(Object-pointing dataset rows)
┌────────
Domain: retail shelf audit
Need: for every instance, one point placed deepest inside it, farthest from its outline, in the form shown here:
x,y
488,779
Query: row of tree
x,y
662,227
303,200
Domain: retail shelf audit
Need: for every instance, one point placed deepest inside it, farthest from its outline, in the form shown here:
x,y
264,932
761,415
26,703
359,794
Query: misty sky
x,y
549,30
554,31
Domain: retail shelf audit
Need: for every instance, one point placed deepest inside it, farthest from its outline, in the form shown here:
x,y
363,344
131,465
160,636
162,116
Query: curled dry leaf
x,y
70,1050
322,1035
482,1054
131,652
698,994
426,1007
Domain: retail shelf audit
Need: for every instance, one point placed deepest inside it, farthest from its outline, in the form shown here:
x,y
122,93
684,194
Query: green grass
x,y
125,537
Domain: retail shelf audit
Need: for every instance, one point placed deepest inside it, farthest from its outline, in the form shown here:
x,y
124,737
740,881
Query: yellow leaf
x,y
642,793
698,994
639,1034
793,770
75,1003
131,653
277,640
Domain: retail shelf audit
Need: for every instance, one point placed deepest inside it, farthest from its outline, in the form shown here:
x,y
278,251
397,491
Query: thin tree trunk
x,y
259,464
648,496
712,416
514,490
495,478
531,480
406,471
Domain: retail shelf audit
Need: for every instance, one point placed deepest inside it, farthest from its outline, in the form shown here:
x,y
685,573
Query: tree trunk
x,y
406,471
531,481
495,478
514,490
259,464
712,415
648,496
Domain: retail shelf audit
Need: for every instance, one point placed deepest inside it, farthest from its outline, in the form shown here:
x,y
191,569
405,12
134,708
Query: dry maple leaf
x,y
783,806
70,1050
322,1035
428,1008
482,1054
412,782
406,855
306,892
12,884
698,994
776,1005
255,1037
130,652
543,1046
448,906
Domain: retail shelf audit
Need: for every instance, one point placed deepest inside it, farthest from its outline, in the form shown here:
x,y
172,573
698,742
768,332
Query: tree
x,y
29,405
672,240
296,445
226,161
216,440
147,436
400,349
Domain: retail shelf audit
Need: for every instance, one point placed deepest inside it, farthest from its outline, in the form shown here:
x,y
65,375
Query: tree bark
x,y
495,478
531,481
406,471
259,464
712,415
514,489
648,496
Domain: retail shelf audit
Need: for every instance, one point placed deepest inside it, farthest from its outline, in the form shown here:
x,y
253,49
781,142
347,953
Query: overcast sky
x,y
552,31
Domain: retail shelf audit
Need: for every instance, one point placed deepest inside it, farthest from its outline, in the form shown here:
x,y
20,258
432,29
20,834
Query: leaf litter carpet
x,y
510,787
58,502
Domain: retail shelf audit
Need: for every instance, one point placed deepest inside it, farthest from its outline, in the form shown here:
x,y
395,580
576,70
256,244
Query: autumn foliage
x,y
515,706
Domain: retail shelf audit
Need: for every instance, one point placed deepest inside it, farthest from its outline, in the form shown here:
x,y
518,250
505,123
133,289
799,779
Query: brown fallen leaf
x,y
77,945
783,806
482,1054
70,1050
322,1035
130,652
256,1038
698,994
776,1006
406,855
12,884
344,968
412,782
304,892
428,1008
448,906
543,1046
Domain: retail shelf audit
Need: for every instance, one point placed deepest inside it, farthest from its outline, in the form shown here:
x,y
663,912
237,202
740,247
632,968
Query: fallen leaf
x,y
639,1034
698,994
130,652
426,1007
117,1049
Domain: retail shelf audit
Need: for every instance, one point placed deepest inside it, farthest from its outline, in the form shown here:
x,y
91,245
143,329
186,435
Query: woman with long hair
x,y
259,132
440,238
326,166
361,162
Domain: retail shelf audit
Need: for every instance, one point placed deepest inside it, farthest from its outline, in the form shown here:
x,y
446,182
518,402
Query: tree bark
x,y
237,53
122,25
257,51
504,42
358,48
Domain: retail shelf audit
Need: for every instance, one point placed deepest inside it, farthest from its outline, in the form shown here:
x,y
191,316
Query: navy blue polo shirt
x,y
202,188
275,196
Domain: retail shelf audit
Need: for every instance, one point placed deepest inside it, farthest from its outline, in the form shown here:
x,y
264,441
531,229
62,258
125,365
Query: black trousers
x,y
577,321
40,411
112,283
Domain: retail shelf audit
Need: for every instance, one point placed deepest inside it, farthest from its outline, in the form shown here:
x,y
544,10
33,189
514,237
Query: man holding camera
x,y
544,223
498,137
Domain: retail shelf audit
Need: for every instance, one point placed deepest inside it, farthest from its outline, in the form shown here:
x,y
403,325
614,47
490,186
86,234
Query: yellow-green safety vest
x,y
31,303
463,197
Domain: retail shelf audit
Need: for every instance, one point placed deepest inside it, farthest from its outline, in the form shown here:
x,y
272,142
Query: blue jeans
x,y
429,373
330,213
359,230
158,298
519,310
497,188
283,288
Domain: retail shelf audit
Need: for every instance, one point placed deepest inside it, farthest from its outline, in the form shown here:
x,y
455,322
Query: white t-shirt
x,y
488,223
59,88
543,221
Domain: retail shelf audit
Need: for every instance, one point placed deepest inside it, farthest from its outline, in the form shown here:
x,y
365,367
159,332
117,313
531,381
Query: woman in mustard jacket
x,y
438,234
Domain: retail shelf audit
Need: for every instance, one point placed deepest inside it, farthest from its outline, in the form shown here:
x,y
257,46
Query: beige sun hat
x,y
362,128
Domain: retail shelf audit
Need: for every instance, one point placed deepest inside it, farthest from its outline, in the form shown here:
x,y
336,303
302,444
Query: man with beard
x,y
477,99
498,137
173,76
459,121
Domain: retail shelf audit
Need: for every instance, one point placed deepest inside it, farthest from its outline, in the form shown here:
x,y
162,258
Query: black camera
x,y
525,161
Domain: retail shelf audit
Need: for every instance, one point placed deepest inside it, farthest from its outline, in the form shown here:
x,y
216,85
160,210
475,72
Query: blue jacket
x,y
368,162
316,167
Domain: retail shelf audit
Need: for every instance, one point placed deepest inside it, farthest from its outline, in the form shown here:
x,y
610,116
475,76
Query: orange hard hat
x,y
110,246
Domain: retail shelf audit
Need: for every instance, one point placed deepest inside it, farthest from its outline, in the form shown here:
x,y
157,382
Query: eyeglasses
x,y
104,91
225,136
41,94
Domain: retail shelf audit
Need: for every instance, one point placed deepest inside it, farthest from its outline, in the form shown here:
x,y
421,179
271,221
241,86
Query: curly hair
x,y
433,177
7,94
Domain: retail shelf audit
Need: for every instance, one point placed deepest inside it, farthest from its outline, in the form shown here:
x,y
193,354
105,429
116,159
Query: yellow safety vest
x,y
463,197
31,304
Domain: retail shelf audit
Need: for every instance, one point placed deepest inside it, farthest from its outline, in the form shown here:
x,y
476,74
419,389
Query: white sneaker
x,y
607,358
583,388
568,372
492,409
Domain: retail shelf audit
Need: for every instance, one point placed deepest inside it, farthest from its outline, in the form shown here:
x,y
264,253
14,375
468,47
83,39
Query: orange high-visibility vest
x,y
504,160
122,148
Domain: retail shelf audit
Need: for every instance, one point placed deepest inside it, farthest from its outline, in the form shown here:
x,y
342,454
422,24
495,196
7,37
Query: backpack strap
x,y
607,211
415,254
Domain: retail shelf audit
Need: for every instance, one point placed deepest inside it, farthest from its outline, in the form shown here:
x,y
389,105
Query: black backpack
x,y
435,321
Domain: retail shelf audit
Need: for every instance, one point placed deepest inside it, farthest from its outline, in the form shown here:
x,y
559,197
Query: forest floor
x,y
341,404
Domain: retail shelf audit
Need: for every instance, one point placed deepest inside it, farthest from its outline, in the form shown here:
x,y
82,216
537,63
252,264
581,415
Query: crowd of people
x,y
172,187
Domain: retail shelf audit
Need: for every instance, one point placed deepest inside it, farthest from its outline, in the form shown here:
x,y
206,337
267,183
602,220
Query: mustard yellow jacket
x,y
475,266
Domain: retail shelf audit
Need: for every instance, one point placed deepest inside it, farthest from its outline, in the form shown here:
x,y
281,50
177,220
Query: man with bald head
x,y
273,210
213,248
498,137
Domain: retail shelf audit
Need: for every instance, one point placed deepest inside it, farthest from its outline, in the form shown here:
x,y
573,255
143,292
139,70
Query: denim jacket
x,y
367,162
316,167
└────────
→ Directions
From the material above, pick out every line that contains the word "leaf" and copy each one.

→ Exercise response
Query: curled dry leaf
Query: yellow leaf
Query: dry maple leaf
Query: leaf litter carpet
Query: brown fallen leaf
Query: fallen leaf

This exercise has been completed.